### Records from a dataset
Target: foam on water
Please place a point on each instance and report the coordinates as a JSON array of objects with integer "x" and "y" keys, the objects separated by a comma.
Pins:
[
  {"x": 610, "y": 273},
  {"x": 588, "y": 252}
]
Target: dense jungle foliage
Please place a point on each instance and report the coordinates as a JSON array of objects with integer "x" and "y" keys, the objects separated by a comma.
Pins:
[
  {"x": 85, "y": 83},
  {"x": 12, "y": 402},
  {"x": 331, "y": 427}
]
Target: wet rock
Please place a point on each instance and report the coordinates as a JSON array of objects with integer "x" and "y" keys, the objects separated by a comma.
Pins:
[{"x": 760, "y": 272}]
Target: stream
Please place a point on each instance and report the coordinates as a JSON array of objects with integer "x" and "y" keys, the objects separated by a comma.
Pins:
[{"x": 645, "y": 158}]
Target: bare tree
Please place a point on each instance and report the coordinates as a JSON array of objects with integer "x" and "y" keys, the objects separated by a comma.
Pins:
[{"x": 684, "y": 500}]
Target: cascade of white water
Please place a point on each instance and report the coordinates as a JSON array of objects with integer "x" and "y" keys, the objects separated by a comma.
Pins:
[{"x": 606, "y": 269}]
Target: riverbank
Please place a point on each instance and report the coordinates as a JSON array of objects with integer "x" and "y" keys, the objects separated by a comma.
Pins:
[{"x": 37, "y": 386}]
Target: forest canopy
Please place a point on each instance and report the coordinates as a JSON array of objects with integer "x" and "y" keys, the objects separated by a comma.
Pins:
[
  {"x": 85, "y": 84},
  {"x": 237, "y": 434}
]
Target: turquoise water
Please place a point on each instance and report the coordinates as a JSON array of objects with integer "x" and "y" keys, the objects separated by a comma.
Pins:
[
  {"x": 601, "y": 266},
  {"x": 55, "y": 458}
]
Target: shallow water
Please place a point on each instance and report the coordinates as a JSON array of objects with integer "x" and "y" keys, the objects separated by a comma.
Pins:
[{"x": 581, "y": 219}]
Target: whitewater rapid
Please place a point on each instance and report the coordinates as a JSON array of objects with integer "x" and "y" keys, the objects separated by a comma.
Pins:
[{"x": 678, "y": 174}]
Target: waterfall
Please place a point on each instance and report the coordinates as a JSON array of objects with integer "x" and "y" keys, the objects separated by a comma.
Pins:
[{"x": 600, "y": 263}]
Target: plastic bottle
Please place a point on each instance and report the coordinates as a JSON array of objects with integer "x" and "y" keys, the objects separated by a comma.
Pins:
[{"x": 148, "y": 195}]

### AIM
Reproduce all of the rows above character for character, changing nothing.

### WORKED ANSWER
Target: foam on water
Please place a point on each instance and report the coordinates as a JSON array of objects with integer "x" and "y" keys, the objects separated by a comma.
Pins:
[
  {"x": 610, "y": 273},
  {"x": 588, "y": 252}
]
Target: dense jungle foliage
Please place a point on each instance and report the coordinates as a JSON array of objects with integer "x" and "y" keys, the objects separated by a comma.
Pins:
[
  {"x": 85, "y": 83},
  {"x": 12, "y": 402},
  {"x": 331, "y": 427}
]
Target: wet rock
Please place a point on each instance and report the coordinates as a JSON array of objects with integer "x" and "y" keys, the objects separated by a comma.
Pins:
[{"x": 760, "y": 272}]
Target: stream
Please place a point on each instance and report the coordinates as a JSON array of objects with integer "x" and "y" keys, the objects separated by a comma.
Pins:
[{"x": 645, "y": 158}]
Target: bare tree
Please place a point on each instance and report the coordinates as a JSON array of objects with integer "x" and "y" keys, the objects separated by a comma.
Pins:
[{"x": 684, "y": 500}]
Target: cascade of white water
Please place a point on each instance and report the coordinates as a JSON array of objects with integer "x" and "y" keys, the objects separated by a comma.
Pins:
[{"x": 606, "y": 269}]
Target: riverbank
Please place a point on each instance and report the coordinates as a JSON array of objects with integer "x" and "y" keys, the objects separated by a comma.
Pins:
[{"x": 37, "y": 386}]
Target: forest canopy
Please place a point on each instance and report the coordinates as a JSON array of objects with integer "x" and "y" keys, the objects separated by a comma.
Pins:
[
  {"x": 85, "y": 84},
  {"x": 237, "y": 434}
]
Target: turquoise water
Please place a point on each instance and report the coordinates as a JSON array of objects with integer "x" and "y" keys, the objects separated by a comma.
Pins:
[
  {"x": 601, "y": 266},
  {"x": 55, "y": 458}
]
Target: shallow water
Please place a point on each instance and report the coordinates as a JSON array of objects with integer "x" and "y" keys, the objects separated by a comma.
Pins:
[{"x": 581, "y": 219}]
Target: whitewater rapid
Please place a point on each instance and report the coordinates as a JSON array of objects with integer "x" and "y" keys, the objects separated by a comma.
Pins:
[{"x": 678, "y": 174}]
Target: waterfall
Please place a point on each instance and report the coordinates as a JSON array of objects with integer "x" and "y" keys, the objects separated by a comma.
Pins:
[{"x": 600, "y": 263}]
Target: plastic bottle
Please place a point on each instance and report the coordinates as a JSON array of objects with integer "x" and "y" keys, the objects separated by a comma.
Pins:
[{"x": 148, "y": 195}]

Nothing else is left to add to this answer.